▶ [STATED GOAL]:
Repeat each entry as written and leave the images out of the copy.
------------------------------------------------------------
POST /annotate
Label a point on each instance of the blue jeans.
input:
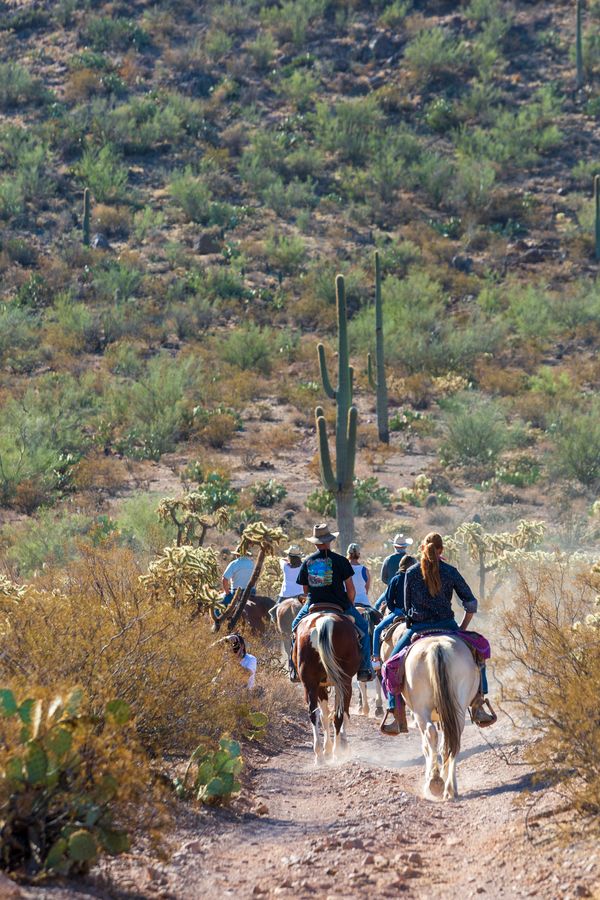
(227, 598)
(387, 620)
(361, 624)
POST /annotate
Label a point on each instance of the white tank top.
(360, 584)
(289, 587)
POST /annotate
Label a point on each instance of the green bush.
(215, 779)
(63, 788)
(150, 415)
(475, 432)
(268, 493)
(108, 33)
(18, 87)
(434, 52)
(101, 170)
(192, 194)
(285, 253)
(577, 446)
(250, 348)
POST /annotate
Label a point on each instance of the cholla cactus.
(267, 539)
(188, 517)
(496, 553)
(186, 575)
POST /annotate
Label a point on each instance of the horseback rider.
(361, 578)
(327, 578)
(428, 590)
(236, 575)
(391, 563)
(290, 567)
(394, 600)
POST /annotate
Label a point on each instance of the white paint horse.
(441, 677)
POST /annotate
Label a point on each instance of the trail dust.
(362, 828)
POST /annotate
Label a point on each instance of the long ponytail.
(430, 563)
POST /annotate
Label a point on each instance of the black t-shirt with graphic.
(325, 573)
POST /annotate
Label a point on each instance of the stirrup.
(477, 706)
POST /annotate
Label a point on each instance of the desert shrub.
(42, 435)
(348, 127)
(72, 787)
(151, 414)
(250, 348)
(551, 648)
(285, 253)
(18, 87)
(45, 539)
(193, 195)
(433, 52)
(107, 33)
(139, 526)
(475, 432)
(577, 446)
(103, 630)
(101, 170)
(268, 493)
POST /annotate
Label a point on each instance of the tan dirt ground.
(363, 829)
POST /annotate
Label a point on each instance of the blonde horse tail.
(444, 699)
(333, 670)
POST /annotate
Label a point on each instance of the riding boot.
(478, 714)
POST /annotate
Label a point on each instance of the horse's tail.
(335, 674)
(444, 698)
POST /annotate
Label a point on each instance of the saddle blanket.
(392, 671)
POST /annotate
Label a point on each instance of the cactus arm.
(579, 45)
(370, 374)
(350, 447)
(327, 476)
(327, 386)
(86, 218)
(597, 215)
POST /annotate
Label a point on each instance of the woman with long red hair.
(428, 590)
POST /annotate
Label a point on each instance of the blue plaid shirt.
(420, 606)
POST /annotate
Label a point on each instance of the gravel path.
(362, 829)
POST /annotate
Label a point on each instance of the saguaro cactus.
(86, 217)
(379, 384)
(341, 484)
(597, 215)
(579, 45)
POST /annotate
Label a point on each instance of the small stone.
(261, 809)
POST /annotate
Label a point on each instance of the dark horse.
(326, 654)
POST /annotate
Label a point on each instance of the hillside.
(236, 157)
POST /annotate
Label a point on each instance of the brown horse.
(326, 654)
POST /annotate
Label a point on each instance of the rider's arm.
(350, 589)
(467, 598)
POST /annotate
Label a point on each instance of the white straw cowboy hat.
(293, 550)
(322, 535)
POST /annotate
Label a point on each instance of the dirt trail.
(362, 829)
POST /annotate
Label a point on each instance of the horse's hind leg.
(314, 714)
(363, 699)
(326, 726)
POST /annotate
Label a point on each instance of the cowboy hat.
(293, 550)
(322, 535)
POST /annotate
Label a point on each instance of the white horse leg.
(314, 716)
(327, 742)
(363, 703)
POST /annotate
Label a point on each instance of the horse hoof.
(436, 786)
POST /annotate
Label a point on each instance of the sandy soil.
(363, 829)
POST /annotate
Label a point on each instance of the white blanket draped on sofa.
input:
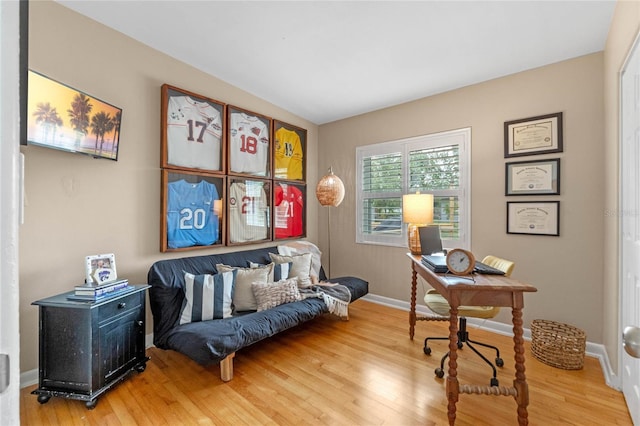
(335, 296)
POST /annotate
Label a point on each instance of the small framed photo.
(289, 147)
(248, 143)
(100, 268)
(192, 131)
(289, 210)
(533, 177)
(533, 218)
(192, 210)
(248, 211)
(534, 135)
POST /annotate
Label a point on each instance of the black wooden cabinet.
(88, 347)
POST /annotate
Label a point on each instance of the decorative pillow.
(271, 295)
(300, 268)
(243, 298)
(207, 297)
(278, 272)
(291, 248)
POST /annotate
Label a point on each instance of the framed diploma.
(532, 136)
(533, 177)
(533, 218)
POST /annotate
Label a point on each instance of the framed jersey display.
(289, 145)
(248, 210)
(193, 213)
(248, 143)
(192, 131)
(289, 210)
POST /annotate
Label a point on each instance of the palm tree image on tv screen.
(63, 118)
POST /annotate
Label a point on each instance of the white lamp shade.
(417, 208)
(330, 190)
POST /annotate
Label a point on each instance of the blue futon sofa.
(216, 341)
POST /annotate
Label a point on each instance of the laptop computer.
(430, 241)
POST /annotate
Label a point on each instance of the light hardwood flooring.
(364, 371)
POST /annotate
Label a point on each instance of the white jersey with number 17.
(193, 133)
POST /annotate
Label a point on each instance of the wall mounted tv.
(64, 118)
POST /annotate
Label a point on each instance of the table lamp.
(417, 210)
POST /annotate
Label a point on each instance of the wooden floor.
(362, 372)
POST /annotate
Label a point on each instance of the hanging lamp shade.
(330, 190)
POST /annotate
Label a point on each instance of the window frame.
(461, 138)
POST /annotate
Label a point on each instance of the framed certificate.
(533, 218)
(532, 136)
(533, 177)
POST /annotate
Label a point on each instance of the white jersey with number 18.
(248, 144)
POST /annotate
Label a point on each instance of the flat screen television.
(64, 118)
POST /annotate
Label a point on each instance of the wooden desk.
(487, 290)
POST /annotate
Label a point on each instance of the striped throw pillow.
(207, 296)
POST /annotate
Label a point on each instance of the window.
(439, 164)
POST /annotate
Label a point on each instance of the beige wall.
(624, 27)
(76, 205)
(567, 270)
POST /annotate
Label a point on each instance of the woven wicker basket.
(559, 345)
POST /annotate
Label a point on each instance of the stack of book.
(100, 291)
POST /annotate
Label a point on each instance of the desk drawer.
(119, 306)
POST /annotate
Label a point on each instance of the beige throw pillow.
(271, 295)
(243, 298)
(300, 268)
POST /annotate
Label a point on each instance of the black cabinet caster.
(43, 399)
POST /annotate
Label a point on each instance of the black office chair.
(440, 306)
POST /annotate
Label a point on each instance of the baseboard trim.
(594, 350)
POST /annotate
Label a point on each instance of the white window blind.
(437, 164)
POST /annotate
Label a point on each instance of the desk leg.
(412, 312)
(520, 383)
(453, 388)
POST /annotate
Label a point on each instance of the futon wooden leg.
(226, 368)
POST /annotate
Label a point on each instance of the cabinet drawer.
(119, 306)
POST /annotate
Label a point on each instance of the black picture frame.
(533, 218)
(534, 135)
(539, 177)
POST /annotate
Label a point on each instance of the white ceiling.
(328, 60)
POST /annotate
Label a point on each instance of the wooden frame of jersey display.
(193, 131)
(289, 148)
(193, 212)
(229, 176)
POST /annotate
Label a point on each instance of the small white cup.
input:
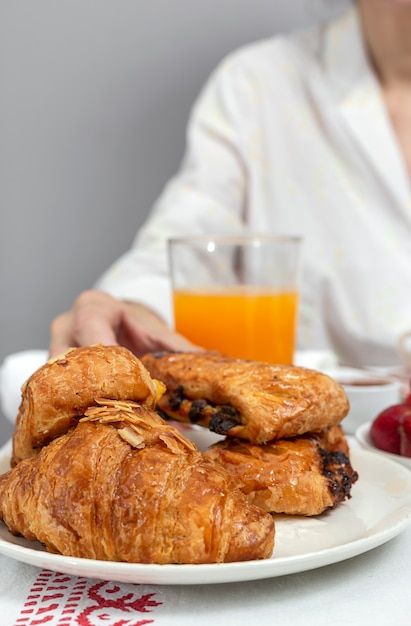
(368, 394)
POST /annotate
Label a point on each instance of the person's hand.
(97, 317)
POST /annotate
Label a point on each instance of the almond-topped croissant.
(123, 485)
(304, 475)
(251, 400)
(58, 393)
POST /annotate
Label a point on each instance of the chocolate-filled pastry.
(56, 395)
(304, 475)
(252, 400)
(123, 485)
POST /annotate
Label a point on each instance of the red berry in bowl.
(405, 436)
(387, 432)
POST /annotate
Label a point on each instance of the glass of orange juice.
(237, 295)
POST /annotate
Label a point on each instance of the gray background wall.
(94, 99)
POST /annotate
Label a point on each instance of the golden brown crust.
(125, 486)
(301, 476)
(58, 392)
(251, 400)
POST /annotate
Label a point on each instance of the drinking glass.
(237, 295)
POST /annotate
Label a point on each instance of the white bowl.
(368, 394)
(362, 435)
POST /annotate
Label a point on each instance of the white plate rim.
(362, 435)
(398, 520)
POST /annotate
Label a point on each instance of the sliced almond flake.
(131, 437)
------------------------------------------------------------
▶ [SOLUTION FOR THIS EXERCISE]:
POST /annotate
Label a point on each instance of the blue jeans.
input:
(227, 598)
(387, 620)
(361, 624)
POST /annotate
Label a point on each instance of the white tank top.
(360, 584)
(289, 587)
POST /annotate
Label a point on each instance of the green bush.
(215, 779)
(63, 788)
(150, 415)
(475, 432)
(268, 493)
(108, 33)
(18, 87)
(434, 52)
(101, 170)
(192, 194)
(285, 253)
(577, 446)
(250, 348)
POST /annotate
Label a point on each instance of the cholla cactus.
(267, 539)
(188, 517)
(496, 553)
(186, 575)
POST /annotate
Label a point on each instance of the horseback rider.
(361, 578)
(327, 578)
(428, 590)
(236, 575)
(391, 563)
(290, 567)
(394, 600)
POST /annotate
Label a point on each instance of the white paint horse.
(441, 677)
POST /annotate
Label a point on each instance of the trail dust.
(362, 828)
POST /annotate
Label a point on each instance of the long ponytail.
(430, 563)
POST /annotate
Label a point on each instance of the black t-shirt with graphic.
(325, 573)
POST /annotate
Label a point on each instance of the stirrup.
(477, 706)
POST /annotate
Label a point on each instance of the desert shrub.
(42, 435)
(348, 127)
(72, 787)
(151, 414)
(250, 348)
(551, 648)
(285, 253)
(18, 87)
(45, 539)
(193, 195)
(433, 52)
(107, 33)
(139, 526)
(475, 432)
(577, 446)
(103, 630)
(101, 170)
(268, 493)
POST /annotate
Label a point on each instance of the tan dirt ground.
(363, 829)
POST /annotate
Label a point on each instance of the blonde horse tail.
(444, 699)
(333, 670)
POST /annotate
Label a point on each instance of the riding boot.
(478, 714)
POST /annotate
Label a point on each instance of the horse's tail.
(335, 674)
(444, 698)
POST /annotate
Label a point on each instance of the saddle blanket.
(392, 671)
POST /annotate
Label a point on each instance of the cactus arm.
(579, 45)
(370, 374)
(350, 447)
(327, 476)
(327, 386)
(86, 218)
(597, 215)
POST /annotate
Label a point on each instance of the woman with long red hair.
(428, 590)
POST /annotate
Label a point on each instance of the blue plaid shirt.
(420, 606)
POST /annotate
Label a point on each instance of the gravel path.
(362, 829)
POST /annotate
Label a point on each instance of the saguaro cactus.
(86, 217)
(379, 384)
(341, 484)
(597, 215)
(579, 45)
POST /annotate
Label a point on each instance of the small stone.
(261, 809)
POST /annotate
Label a point on each instance of the dark horse.
(326, 654)
POST /annotate
Label a point on each instance of the hillside.
(236, 157)
POST /annotate
Label a point on each instance of the brown horse.
(326, 654)
POST /annotate
Label a point on each instance of the rider's arm.
(350, 589)
(467, 598)
POST /annotate
Label a point on each instance of the white straw cowboy hat.
(293, 550)
(322, 535)
POST /annotate
Label a point on each instance of the dirt trail.
(362, 829)
POST /annotate
Label a point on each instance of the horse's hind leg.
(314, 714)
(363, 699)
(326, 726)
POST /annotate
Label a point on each instance of the cowboy hat.
(293, 550)
(322, 535)
POST /annotate
Label a point on each instance of the white horse leg.
(314, 716)
(327, 742)
(363, 703)
POST /annotate
Label a point on each instance of the horse hoof.
(436, 786)
POST /annotate
Label a point on each instance of the sandy soil.
(363, 829)
POST /annotate
Label a point on each instance of the white blanket draped on sofa.
input:
(335, 296)
POST /annotate
Label a point on each instance of the small framed photo.
(289, 147)
(248, 143)
(100, 268)
(192, 131)
(289, 210)
(533, 177)
(533, 218)
(192, 210)
(248, 211)
(534, 135)
POST /annotate
Label a point on each instance of the black wooden cabinet.
(88, 347)
POST /annotate
Label a point on each instance of the decorative pillow.
(271, 295)
(300, 268)
(243, 298)
(207, 297)
(278, 272)
(291, 248)
POST /annotate
Label a point on each instance of the framed diploma.
(532, 136)
(533, 177)
(533, 218)
POST /annotate
Label a point on each instance of the framed jersey display.
(289, 145)
(248, 210)
(193, 213)
(248, 143)
(192, 131)
(289, 210)
POST /annotate
Label a point on each instance of the palm tree image on tv screen.
(63, 118)
POST /annotate
Label a point on each instance of the white lamp shade.
(417, 208)
(330, 190)
POST /annotate
Label a point on each instance of the blue futon sofa.
(216, 341)
POST /annotate
Label a point on each instance of the laptop computer.
(430, 241)
POST /annotate
Label a point on each instance of the light hardwood flooring.
(364, 371)
POST /annotate
Label a point on each instance of the white jersey with number 17.
(193, 133)
POST /annotate
Label a point on each instance of the wall mounted tv.
(64, 118)
POST /annotate
Label a point on each instance of the table lamp.
(417, 210)
POST /annotate
Label a point on each instance of the wooden floor.
(362, 372)
POST /annotate
Label a point on each instance of the hanging lamp shade.
(330, 190)
POST /annotate
Label a point on each instance of the window frame.
(461, 138)
POST /annotate
Label a point on each instance of the framed certificate.
(533, 218)
(532, 136)
(533, 177)
POST /annotate
Label a point on each instance of the white jersey with number 18.
(248, 144)
POST /annotate
Label a point on each instance of the flat screen television.
(64, 118)
POST /annotate
Label a point on each instance of the wooden desk.
(487, 290)
POST /annotate
Label a point on each instance of the striped throw pillow.
(207, 296)
POST /annotate
Label a point on each instance of the window.
(439, 164)
POST /annotate
Label a point on each instance of the beige wall.
(624, 27)
(76, 205)
(567, 270)
POST /annotate
Label a point on each instance of the woven wicker basket.
(559, 345)
POST /annotate
Label a point on each instance of the stack of book.
(100, 291)
POST /annotate
Label a point on each instance of the desk drawer.
(119, 306)
POST /annotate
Label a point on each instance of the beige throw pillow.
(271, 295)
(243, 298)
(300, 268)
POST /annotate
Label a point on each instance of the black cabinet caster.
(43, 399)
POST /annotate
Label a point on each instance of the black office chair.
(440, 306)
POST /annotate
Label a point on each instance of the baseboard trim.
(594, 350)
POST /annotate
Label a point on each instance of the white window blind.
(437, 164)
POST /annotate
Label a point on each instance of the desk leg.
(412, 312)
(520, 383)
(453, 388)
POST /annotate
Label a point on each instance of the futon wooden leg.
(226, 368)
POST /annotate
Label a point on each instance of the cabinet drawer.
(119, 306)
POST /annotate
Label a point on each instance of the black picture frame.
(533, 218)
(534, 135)
(539, 177)
POST /annotate
Label a point on each instance of the white ceiling.
(328, 60)
POST /annotate
Label a point on each instance of the wooden frame of jersey display.
(193, 131)
(289, 148)
(193, 212)
(229, 176)
POST /annotate
Label a point on each instance of the small white cup.
input:
(368, 394)
POST /annotate
Label a point on each instance of the person's hand.
(97, 317)
POST /annotate
Label a point on each instance of the almond-topped croissant.
(123, 485)
(304, 475)
(251, 400)
(58, 393)
POST /annotate
Label a point on each instance of the chocolate-filled pastry.
(56, 395)
(304, 475)
(252, 400)
(123, 485)
POST /annotate
Label a point on each instance of the red berry in bowl.
(405, 436)
(387, 432)
POST /annotate
Label a point on each instance of the glass of orange juice.
(237, 295)
POST /annotate
Label a point on each instance of the gray background wall.
(94, 99)
POST /annotate
Label a point on each instance of the golden brown crust.
(125, 486)
(301, 476)
(58, 392)
(251, 400)
POST /annotate
Label a point on each instance of the drinking glass.
(237, 295)
POST /annotate
Label a point on each instance of the white bowl.
(368, 394)
(362, 435)
POST /annotate
Label a point on each instance of the white plate rim.
(362, 435)
(398, 520)
POST /annotate
Label a point on each instance of the sliced almond flake.
(131, 437)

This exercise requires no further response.